Text:
You might ask yourself how this relates.

That is a really good question, you see, from my point of view I believe that the filtering is not merely ‘terrorism’, it is economic. The media seems to have an intensified need to not go against the grain of economic needs (Iranian nuclear deal, Microsoft and Apple, you merely have search a little deeper to see the lack of reports in several parts. There is ‘Protesters are detained outside an Apple store in Beijing as they accuse the firm’s Chinese factory of ‘hiring student workers illegally’‘, which is only shown to people via the Daily Mail and the news is 11 hours old, it seems that no one else thought it was newsworthy, The Microsoft story is one that impacts millions of users and they only link I saw was from Digital Trends (at https://www.digitaltrends.com/computing/new-windows-10-bug-messing-up-file-associations/), it did have a reference to Reddit who reported 88 upvotes and 47 comments two days ago, yet I see it nowhere else.

Available data:
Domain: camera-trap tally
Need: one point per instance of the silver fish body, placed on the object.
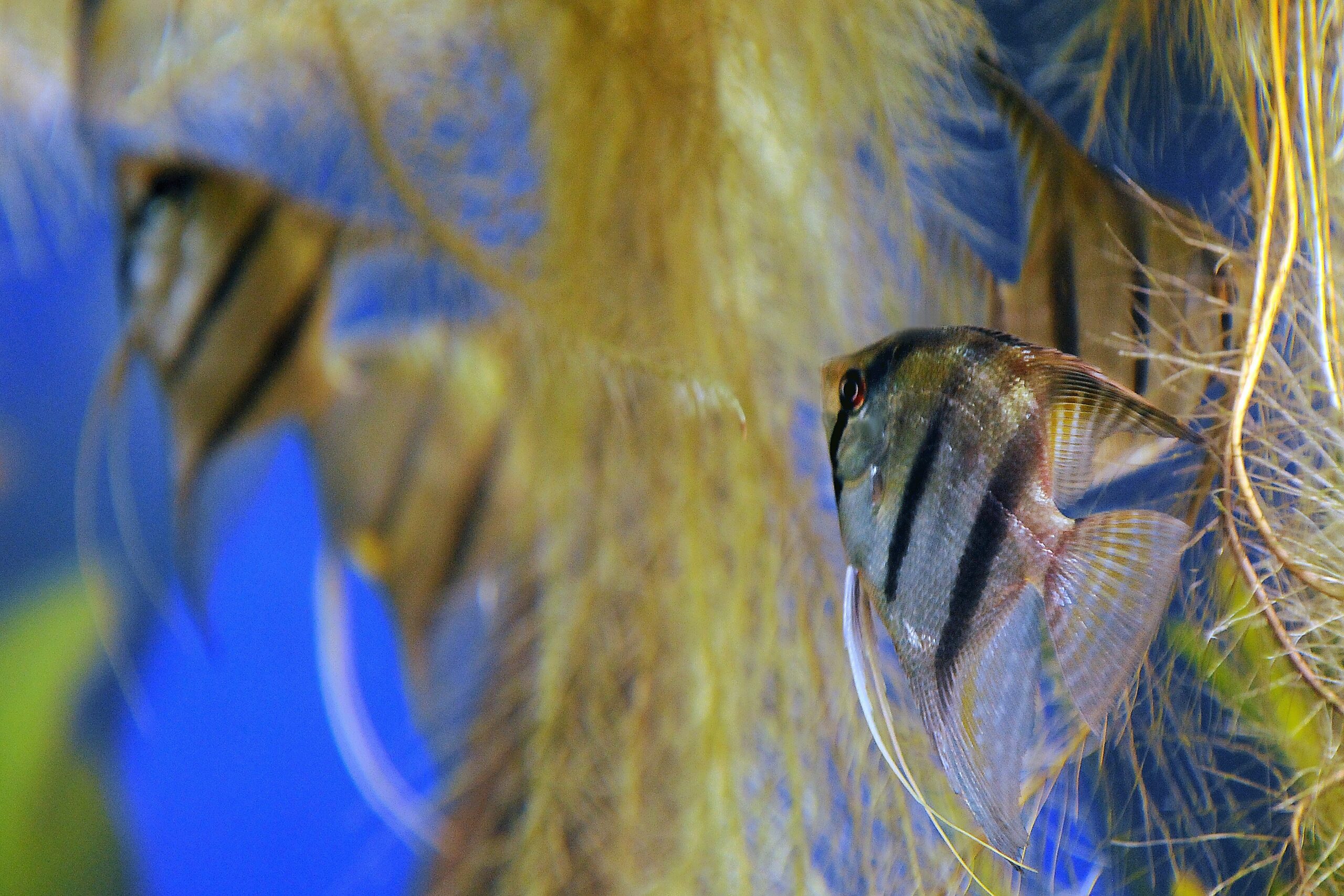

Written task: Decide whether each statement agrees with the text on media filtering above, answering yes or no and quoting the deciding words of the text exactly. 1. The filtering is described as purely a matter of terrorism. 2. The story about protesters detained outside an Apple store in Beijing is described as shown only via the Daily Mail. 3. The Reddit post on the Microsoft story is said to have drawn 88 upvotes.

Exercise response:
1. No: "the filtering is not merely ‘terrorism’, it is economic"
2. Yes: "which is only shown to people via the Daily Mail"
3. Yes: "who reported 88 upvotes and 47 comments two days ago"